*PROVIDED TEXT*.
# # # #

Lets compare upgrades from inefficient cars to efficient cars. Lets say you start out with a 15mpg truck and upgrade to a 30mpg car. Gas gets expensive and you consider upgrading again another 15 mpg to 45...or maybe even another 100% to 60 mpg. You drive 10,000 miles per year and gas is, say, $4/gal

15 mpg = 15.7 L/100km = 666.7 gal/year = $2666.7/year
30 mpg = 7.8 L/100km = 333.3 gal/year = $1333.3/year-

A $1333.3/year savings. That all looks in order...double mpg, L/100km drops in half...expenses drop in half. Lets do another 15 mpg

45 mpg = 5.3 L/100km= 222.2 gal/year = $888.8/year

We saved...uhhh...$445 this time. Huh...this 15 mpg improvement didn't seem as beneficial as the last 15 mpg. It only saved us 1/3 as much money and gas. Of course, if you look at L/100km, it's clear why this is: you're only saving 2.5L every 100km you drive, vs. the 7.8L savings you got before. Well, lets try a 100% improvement in mpg instead of a fixed 15 mpg...

60 mpg = 3.9 L/100km = 166.7 = $666.6/year

Huh...a 100% improvement from 15 to 30 saved us $1333/year, but another 100% improvement only saved us half of that amount. Of course, if you look at the L/100km column, it's clear why this is, because you get a much better feel for how much fuel per year two cars will cost you: You're saving 3.9L for every 100km you drive, vs. 7.8L savings for the last 100% improvement you had

Lets double mpg again to 120 mpg. These are some huge mpg numbers!

# # # #

*SUPPLIED RECORDS*.
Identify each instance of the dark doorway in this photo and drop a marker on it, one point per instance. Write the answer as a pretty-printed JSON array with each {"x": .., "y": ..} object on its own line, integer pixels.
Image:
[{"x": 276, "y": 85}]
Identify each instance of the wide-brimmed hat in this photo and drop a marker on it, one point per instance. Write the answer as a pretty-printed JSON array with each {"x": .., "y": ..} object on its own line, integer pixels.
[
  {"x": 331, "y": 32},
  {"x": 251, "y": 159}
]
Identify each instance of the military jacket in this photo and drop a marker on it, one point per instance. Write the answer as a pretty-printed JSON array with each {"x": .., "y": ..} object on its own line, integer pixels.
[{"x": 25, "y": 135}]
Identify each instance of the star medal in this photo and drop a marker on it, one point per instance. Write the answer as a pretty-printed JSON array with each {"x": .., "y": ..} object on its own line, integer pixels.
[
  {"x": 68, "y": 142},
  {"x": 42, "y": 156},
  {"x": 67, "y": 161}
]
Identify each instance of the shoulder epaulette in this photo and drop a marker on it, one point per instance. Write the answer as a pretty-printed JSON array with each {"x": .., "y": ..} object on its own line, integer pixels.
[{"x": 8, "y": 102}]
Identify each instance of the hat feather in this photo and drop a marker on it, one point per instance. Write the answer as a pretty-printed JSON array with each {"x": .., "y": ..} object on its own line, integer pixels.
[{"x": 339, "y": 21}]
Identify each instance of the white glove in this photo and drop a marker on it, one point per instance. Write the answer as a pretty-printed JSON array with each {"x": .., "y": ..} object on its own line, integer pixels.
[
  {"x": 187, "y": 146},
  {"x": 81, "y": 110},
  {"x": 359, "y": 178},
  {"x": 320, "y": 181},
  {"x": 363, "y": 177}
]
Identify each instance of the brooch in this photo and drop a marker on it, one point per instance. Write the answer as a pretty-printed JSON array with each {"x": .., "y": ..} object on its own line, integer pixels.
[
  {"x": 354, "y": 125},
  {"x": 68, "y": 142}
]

# # # #

*CHALLENGES*.
A. In the fuel economy text, how much money per year does the upgrade from 30 mpg to 45 mpg save?
B. Continue the text on fuel economy, starting right after its last sentence.
The data has no connection to the text on fuel economy.

*EXPECTED RESULTS*.
A. It saves about $445 per year.

B.
120 mpg = 2L / 100km = 83.3 gal/year = $333.3/year

Wow- even quadrupeling that 30 mpg doesn't save us as much money per year as going from 15 to 30 mpg. MPG numbers just get really inflated as returns diminish. If you look in L/100km, you can see the linear relationship. It becomes clear that going from 15 to 30 mpg will save you $5.33 every day on your 40 mile commute, but jumping to 60 mpg will only save you an additional $2.66.

L/100km is the preferably metric because it's a linear relationship with fuel burned, and because people generally have fixed distances they need to drive, rather than a fixed number of gallons they plan to burn after which they'll just stop driving. If that was the case, knowing how many miles you could go on that many gallons might be useful. But, what most people want to know is how much fuel will they need for the driving they plan on doing, and how much a different car, a bike rack, etc. will affect how much fuel they need to buy.

Electric cars are already transitioning to this. They have their mpge rating, but also a Kwh/100 miles rating.


----------



## hado_pv (May 26, 2006)

My young son at 12 summed this situation up perfectly. In seeing my Saab loaded with 4 roof mounted bikes for a trip to NEMBAfest he said "Dad - your car has the aerodynamics of a rose bush"


----------



## bigbeck (Feb 15, 2004)

Forget about the gas mileage. The big advantage of hitch racks is ease of use. I have a buddy that owns a small Nissan SUV. He's 6' 2" tall and still needs to use a small step ladder to get his bike off the roof. It's a joke as the vehicle came from the factory with a hitch installed! LOL
Many people just don't have a clue.


----------



## Iluvmylab (Mar 9, 2011)

This was the funniest post here, thanks for the laugh. 



sasquatch rides a SS said:


> 9-10mpg on a good day...don't notice any difference with a bike though :thumbsup:


----------



## sasquatch rides a SS (Dec 27, 2010)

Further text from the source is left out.